=== Items ===

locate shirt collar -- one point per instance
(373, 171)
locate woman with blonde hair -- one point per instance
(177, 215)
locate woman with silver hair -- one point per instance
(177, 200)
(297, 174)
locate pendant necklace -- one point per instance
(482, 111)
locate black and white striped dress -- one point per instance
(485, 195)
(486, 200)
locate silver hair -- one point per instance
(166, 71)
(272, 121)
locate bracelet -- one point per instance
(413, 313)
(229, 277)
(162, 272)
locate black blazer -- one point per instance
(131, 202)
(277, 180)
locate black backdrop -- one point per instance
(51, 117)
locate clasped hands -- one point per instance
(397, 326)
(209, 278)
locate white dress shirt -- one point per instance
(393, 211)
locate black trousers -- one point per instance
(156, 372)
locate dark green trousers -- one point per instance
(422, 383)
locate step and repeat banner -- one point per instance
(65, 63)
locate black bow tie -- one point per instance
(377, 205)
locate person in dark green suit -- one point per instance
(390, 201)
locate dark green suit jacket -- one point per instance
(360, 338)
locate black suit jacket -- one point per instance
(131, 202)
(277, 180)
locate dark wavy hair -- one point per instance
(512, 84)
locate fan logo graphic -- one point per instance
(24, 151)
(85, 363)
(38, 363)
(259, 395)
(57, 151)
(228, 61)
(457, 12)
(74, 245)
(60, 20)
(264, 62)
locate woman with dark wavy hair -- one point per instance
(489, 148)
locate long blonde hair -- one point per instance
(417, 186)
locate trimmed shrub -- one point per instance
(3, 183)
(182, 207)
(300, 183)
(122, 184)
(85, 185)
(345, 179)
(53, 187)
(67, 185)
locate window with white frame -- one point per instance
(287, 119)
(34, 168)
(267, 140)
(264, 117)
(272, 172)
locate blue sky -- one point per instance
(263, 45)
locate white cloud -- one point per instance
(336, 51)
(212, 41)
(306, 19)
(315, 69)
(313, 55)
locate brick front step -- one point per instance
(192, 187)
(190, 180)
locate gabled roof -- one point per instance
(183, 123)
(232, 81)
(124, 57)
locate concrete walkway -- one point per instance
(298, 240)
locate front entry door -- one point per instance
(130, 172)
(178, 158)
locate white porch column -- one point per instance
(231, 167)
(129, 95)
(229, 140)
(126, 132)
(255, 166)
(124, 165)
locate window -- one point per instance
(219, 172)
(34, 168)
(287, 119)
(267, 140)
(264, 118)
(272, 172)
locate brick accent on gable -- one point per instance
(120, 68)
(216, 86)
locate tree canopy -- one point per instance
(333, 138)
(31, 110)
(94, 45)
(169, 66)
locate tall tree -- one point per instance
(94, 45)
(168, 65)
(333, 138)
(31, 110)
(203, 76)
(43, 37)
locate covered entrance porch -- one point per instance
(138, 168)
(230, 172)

=== What you should do ===
Rewrite all the items above with "locate" replaced by "mark" and nothing else changed.

=== Finished answer ===
mark shirt collar -- one point per instance
(373, 171)
mark woman with blonde hair -- one point per instance
(177, 215)
mark woman with silver hair -- one point per instance
(177, 200)
(297, 174)
mark pendant necklace -- one point per instance
(482, 111)
mark black and white striped dress -- one point per instance
(485, 195)
(486, 200)
mark silver hair -- one point per instance
(166, 71)
(272, 121)
mark bracelet -- one point per instance
(413, 313)
(229, 277)
(162, 272)
mark black blazer -- one point per instance
(131, 202)
(277, 180)
mark black backdrop -- one point per instance
(51, 117)
mark clasped hands -- one point per instance
(397, 326)
(209, 278)
mark white dress shirt -- one point per instance
(393, 211)
mark black trousers -- one point per instance
(156, 372)
mark dark green trousers -- one point per instance
(422, 383)
mark step and repeat banner -- one point per instance
(65, 63)
mark black bow tie -- one point per instance
(377, 205)
mark person in dark green suit -- one point per instance
(390, 201)
mark dark green suit jacket -- one point per instance
(360, 338)
mark black suit jacket -- one point per instance
(131, 202)
(277, 180)
mark dark wavy hair -- one point per instance
(512, 84)
mark fan logo graphic -- one point per instance
(24, 151)
(85, 363)
(38, 363)
(259, 395)
(57, 151)
(228, 61)
(457, 12)
(74, 245)
(60, 20)
(264, 62)
mark woman with dark wavy hair -- one point per instance
(489, 148)
mark long blonde hair -- one point per instance
(417, 186)
mark trimmed shrub -- one point per instance
(3, 183)
(182, 207)
(300, 183)
(122, 184)
(85, 185)
(345, 179)
(53, 187)
(67, 185)
mark window with white frame -- one point per instance
(287, 119)
(34, 168)
(267, 140)
(264, 117)
(272, 172)
mark blue sky -- one point per instance
(263, 45)
mark white cloud -- one point per instance
(336, 51)
(212, 41)
(306, 19)
(315, 69)
(313, 55)
mark brick front step -- one point per instance
(192, 187)
(190, 180)
mark gabled roof -- one point per instance
(183, 123)
(232, 81)
(124, 57)
mark concrete walkway -- one point per instance
(298, 240)
mark front entry door -- one point per instance
(130, 172)
(178, 158)
mark white porch column -- one point per instance
(231, 167)
(129, 95)
(229, 140)
(126, 132)
(255, 166)
(124, 165)
mark window -- one point per instance
(219, 172)
(34, 168)
(287, 119)
(267, 140)
(264, 118)
(272, 172)
mark brick accent on gable -- one point per instance
(120, 68)
(216, 86)
mark tree canopy -- one point per instance
(333, 138)
(31, 110)
(94, 45)
(169, 66)
mark tall tree -- one point per instance
(94, 45)
(168, 65)
(333, 138)
(31, 110)
(203, 76)
(43, 37)
mark covered entrance porch -- one point per instance
(138, 168)
(230, 172)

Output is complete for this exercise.